++++ TEXT PASSAGE ++++

Living On The Road: The Cardigan I Always Pack
Introducing the 3rd blog in my 3-part blog series about the best ways to enjoy the Sierra Nevada, packing for summer road trips, and sustainability throughout your travels.
How often do you ask what’s in your clothing? You may not think about it a lot, and that makes sense. I certainly didn't. I mean, it’s not food, after all, so why ask about the ingredients? But most of the clothing materials out there are negatively contributing to the changes our planet is experiencing.
When we pick up a shirt, pants, or a sweater, we should be asking ourselves, "what is this made from?"
While field testing the Oliver Charles Summer Cardigan and various yak wool sweaters, I researched the materials used to create them in search of how sustainable they really are.
Opting for sustainable materials such as yak wool, SeaCell, merino, and organic cotton is a step towards a brighter future for our planet. The journey to make a positive change begins with the choices we make in our wardrobe.
How Yak Wool Excels In Sustainability
Fast fashion has a vast climate footprint. There’s something luxurious about buying something brand new. It can be hard to believe or simply realize that when you purchase a shirt, you’re having an influence on the environment.
How often are we aware of where our money is actually going, and all that was put into the making of our clothes? Where were they made? Who were they made by? How much energy did it take, and what amount of water was used to produce this material? Most companies aren’t transparent about these basic questions!
Fast fashion contributes to a massive amount of water consumption, plastic microfiber pollution, and carbon emissions.
I looked into the relationships and habits of yaks to determine whether or not yak wool is as great as it seems.
Yaks are a significant part of communities in Asian highlands. What I learned was that yaks have a grazing system that allows for maximum efficiency in their homelands, preventing damage and moving with the seasons. This has affected the way we consider what range sustainability looks like.
A fascinating article published in 2022 explores yak energy and nitrogen metabolism, carbon emissions, and how they are able to adapt to extreme temperatures. Their wool is an example of one of these adaptations.
Because yaks are native to their habitat and maintain grazing behavior that they’ve had for countless years, they are not detrimental to the environment or native grasses.
Yak wool is a perfect example of what we should look for in terms of an intentionally sourced clothing material!
Why SeaCell And Organic Cotton Excel In Sustainability
There’s a lot of talk surrounding these fancy natural materials. SeaCell? Organic cotton? What are they?
SeaCell is a fabric created from seaweed and wood pulp. This pulp derives from both Eucalyptus and Beech trees. Did you know that Eucalyptus trees were introduced from Australia and are invasive in Southern California? These basic materials are then reconstructed and spun into usable fibers.
Unlike other similar fibers, the process doesn’t require carbon disulfide (a toxic chemical) to be produced.
Oliver Charles also outlines their processing and how seaweed and trees are harvested for the purpose of making clothing. This results in a safer environment for workers and less pollution.
Now, most people are familiar with cotton. The production of typical cotton has a lot of environmental implications due to poor labor environments, practices, and toxic runoff into water in the places where cotton is grown and harvested. This is one of the main reasons why choosing organic cotton is so important. Without the use of pesticides or fertilizers, it eliminates that result.
The wonderful thing about both of these materials is that there are fewer byproducts being shed into our ecosystems.

++++

### TASKS TO CARRY OUT:
a. Copy the part of the blog post between "Opting for sustainable" and "on the environment.", inclusive.
b. Decide whether each statement below agrees with the blog post. Answer yes or no for each, and quote the words from the blog post that settle it.
(i) SeaCell is made from seaweed and wood pulp.
(ii) Producing SeaCell requires carbon disulfide.
(iii) The article on yak energy and nitrogen metabolism was published in 2022.
c. According to the blog post, which two kinds of trees supply the wood pulp in SeaCell?

++++ LISTED RECORDS ++++

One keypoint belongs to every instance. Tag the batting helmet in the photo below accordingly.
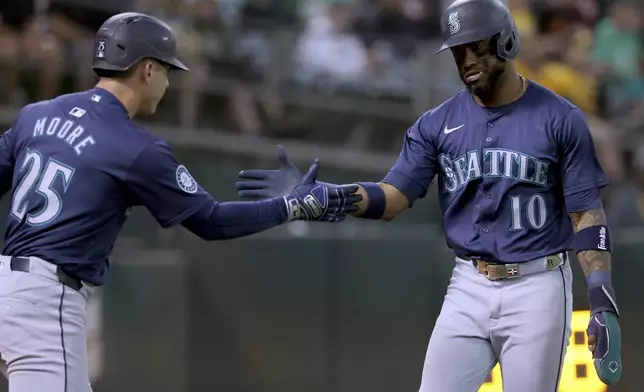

++++
++++ LISTED RECORDS ++++

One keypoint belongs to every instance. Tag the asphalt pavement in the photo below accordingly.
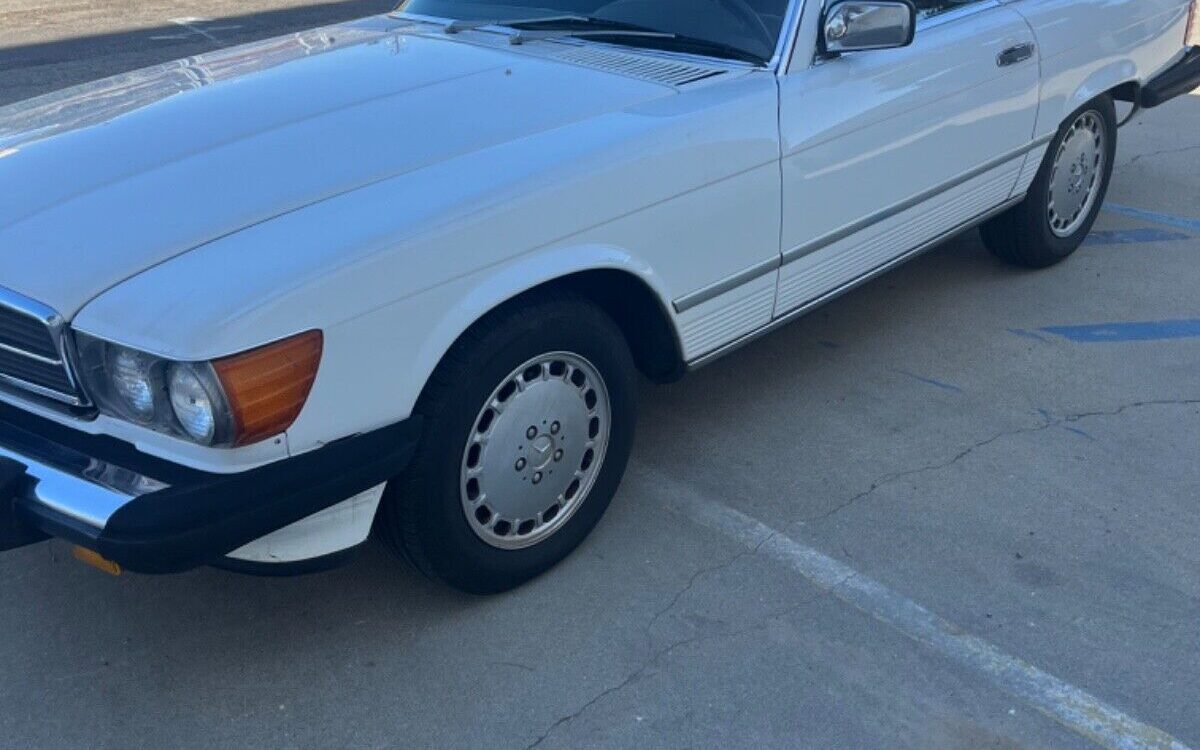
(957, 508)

++++

### ACTIVITY ANSWERS:
a.
Opting for sustainable materials such as yak wool, SeaCell, merino, and organic cotton is a step towards a brighter future for our planet. The journey to make a positive change begins with the choices we make in our wardrobe.
How Yak Wool Excels In Sustainability
Fast fashion has a vast climate footprint. There’s something luxurious about buying something brand new. It can be hard to believe or simply realize that when you purchase a shirt, you’re having an influence on the environment.

b.
(i) Yes: "SeaCell is a fabric created from seaweed and wood pulp."
(ii) No: "the process doesn’t require carbon disulfide (a toxic chemical) to be produced."
(iii) Yes: "A fascinating article published in 2022 explores yak energy and nitrogen metabolism"

c. Eucalyptus and Beech trees.